**Page**.
----

AWS Lambda Cheat Sheet

A serverless compute service.
Lambda executes your code only when needed and scales automatically.
Lambda functions are stateless – no affinity to the underlying infrastructure.
You choose the amount of memory you want to allocate to your functions and AWS Lambda allocates proportional CPU power, network bandwidth, and disk I/O.
AWS Lambda is SOC, HIPAA, PCI, ISO compliant.
Natively supports the following languages:
- Node.js
- Java
- C#
- Go
- Python
- Ruby
- PowerShell
You can also provide your own custom runtime.

Components of a Lambda Application

Function – a script or program that runs in Lambda. Lambda passes invocation events to your function. The function processes an event and returns a response.
Execution environment – a secure, isolated micro virtual machine where a Lambda function is executed.

----

**Supplied information**.

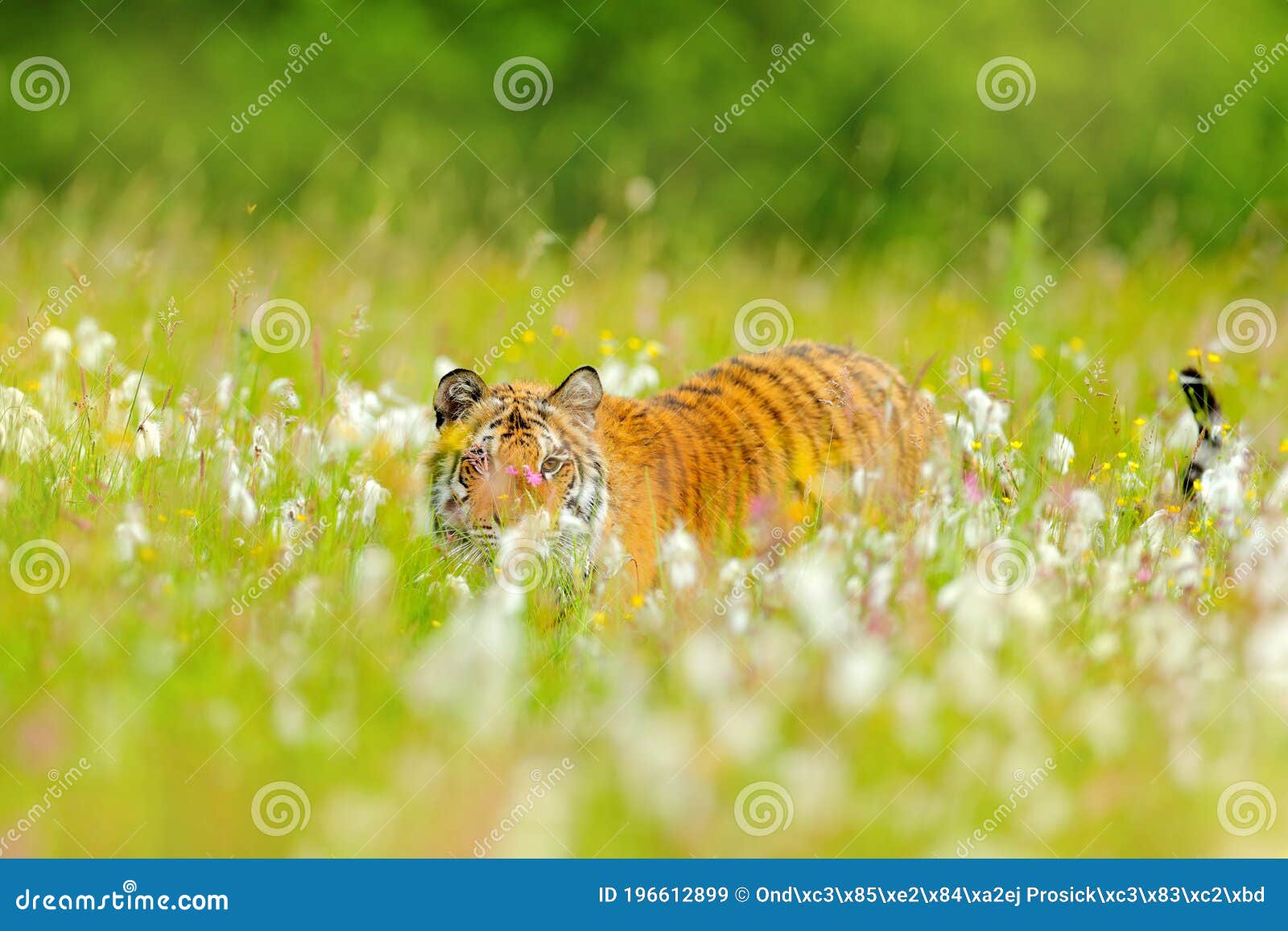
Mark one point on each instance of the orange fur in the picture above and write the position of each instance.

----

**Exercises**.
1) For each statement, say whether the Lambda cheat sheet agrees with it, answering yes or no and quoting the words of the cheat sheet that decide it: (a) the CPU power Lambda allocates is proportional to the memory chosen for a function; (b) Lambda functions keep an affinity to the underlying infrastructure; (c) users cannot supply a runtime of their own.
2) Pick up the Lambda cheat sheet after its last line and continue it.
The listing above comes from a separate source.

**Answers to the exercise**.
1)
(a) Yes: "You choose the amount of memory you want to allocate to your functions and AWS Lambda allocates proportional CPU power, network bandwidth, and disk I/O."
(b) No: "Lambda functions are stateless – no affinity to the underlying infrastructure."
(c) No: "You can also provide your own custom runtime."

2)
Runtimes – Lambda runtimes allow functions in different languages to run in the same base execution environment. The runtime sits in-between the Lambda service and your function code, relaying invocation events, context information, and responses between the two.
Environment variables – key-value pairs that you can use to store configuration settings for your function. They can be used to pass dynamic parameters to your function at runtime, such as database connection strings, API keys, and other sensitive information.
Layers – Lambda layers are a distribution mechanism for libraries, custom runtimes, and other function dependencies. Layers let you manage your in-development function code independently from the unchanging code and resources that it uses.
Event source – an AWS service or a custom service that triggers your function and executes its logic.
Downstream resources – an AWS service that your Lambda function calls once it is triggered.
Log streams – While Lambda automatically monitors your function invocations and reports metrics to CloudWatch, you can annotate your function code with custom logging statements that allow you to analyze the execution flow and performance of your Lambda function.
AWS Serverless Application Model

Lambda Functions

You can upload your application code as a ZIP file or a container image hosted on Amazon Elastic Container Registry (Amazon ECR).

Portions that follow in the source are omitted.